▶ _What you need to do_
**a.** According to the CD8 stabilization passage, how much less effective does a ligand that is already optimal in the absence of CD8 become in the saturating presence of CD8?
**b.** Update the CD8 stabilization passage, starting at the words "80 shows how" and ending after "CD8 expression levels.", with "weak agonists" replaced by "poor agonists".

We would expect the 2-fold stabilization to enhance the ability of the ligand to activate the T cell. Because the rate at which TCRs are triggered depends non-monotonically on the mean TCR/pMHCI binding time (
78,
79), the effect of stabilization on the TCR triggering rate may vary, both in size and sense. In particular, a 2-fold increase will change the TCR triggering rate by a factor of exp{1/(2τ)}/2 (
80); here τ denotes the average TCR/pMHCI interaction time in the absence of the CD8 stabilization effect divided by the time required to trigger the TCR-CD3 complex. The formula is an upper bound that applies when TCR is present in excess; Ref.
80 shows how to deal with the general case. It follows that the effect can be substantial, arbitrarily >2-fold when τ < 1/ln 8. However, such low τ ligands are very weak agonists, and even a manyfold increase of the triggering rate that they induce will not have a significant impact. For a better agonist (
i.e. one such that τ > 1/ln 8), the increase is <2-fold, and for a near optimal agonist such that τ < 1/ln 4 (in the absence of CD8), the effect vanishes altogether. If a ligand is already optimal in the absence of CD8, it becomes 17% less effective in the saturating presence of CD8. Hence, if we rank the strong agonists for a given T cell by potency we conclude that the CD8 stabilization effect can alter the order of that ranking, allowing CTLs to focus their functional avidity on a ligand by adjusting CD8 expression levels.

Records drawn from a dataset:

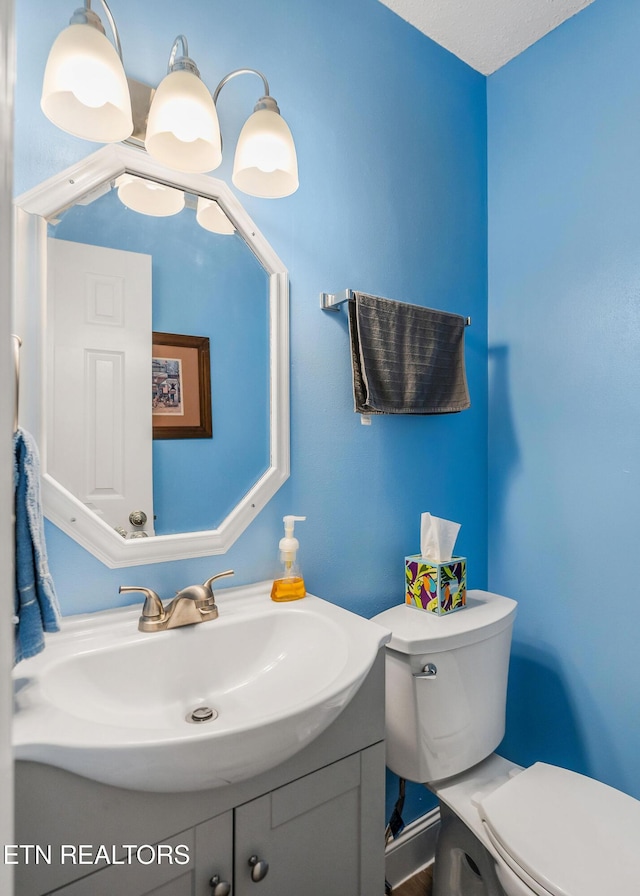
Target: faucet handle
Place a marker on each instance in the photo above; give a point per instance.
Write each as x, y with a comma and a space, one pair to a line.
153, 608
219, 575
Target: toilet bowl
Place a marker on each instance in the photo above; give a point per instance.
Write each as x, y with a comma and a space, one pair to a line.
505, 830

▶ _Answers to the exercises_
**a.** It becomes 17% less effective.

**b.**
80 shows how to deal with the general case. It follows that the effect can be substantial, arbitrarily >2-fold when τ < 1/ln 8. However, such low τ ligands are very poor agonists, and even a manyfold increase of the triggering rate that they induce will not have a significant impact. For a better agonist (
i.e. one such that τ > 1/ln 8), the increase is <2-fold, and for a near optimal agonist such that τ < 1/ln 4 (in the absence of CD8), the effect vanishes altogether. If a ligand is already optimal in the absence of CD8, it becomes 17% less effective in the saturating presence of CD8. Hence, if we rank the strong agonists for a given T cell by potency we conclude that the CD8 stabilization effect can alter the order of that ranking, allowing CTLs to focus their functional avidity on a ligand by adjusting CD8 expression levels.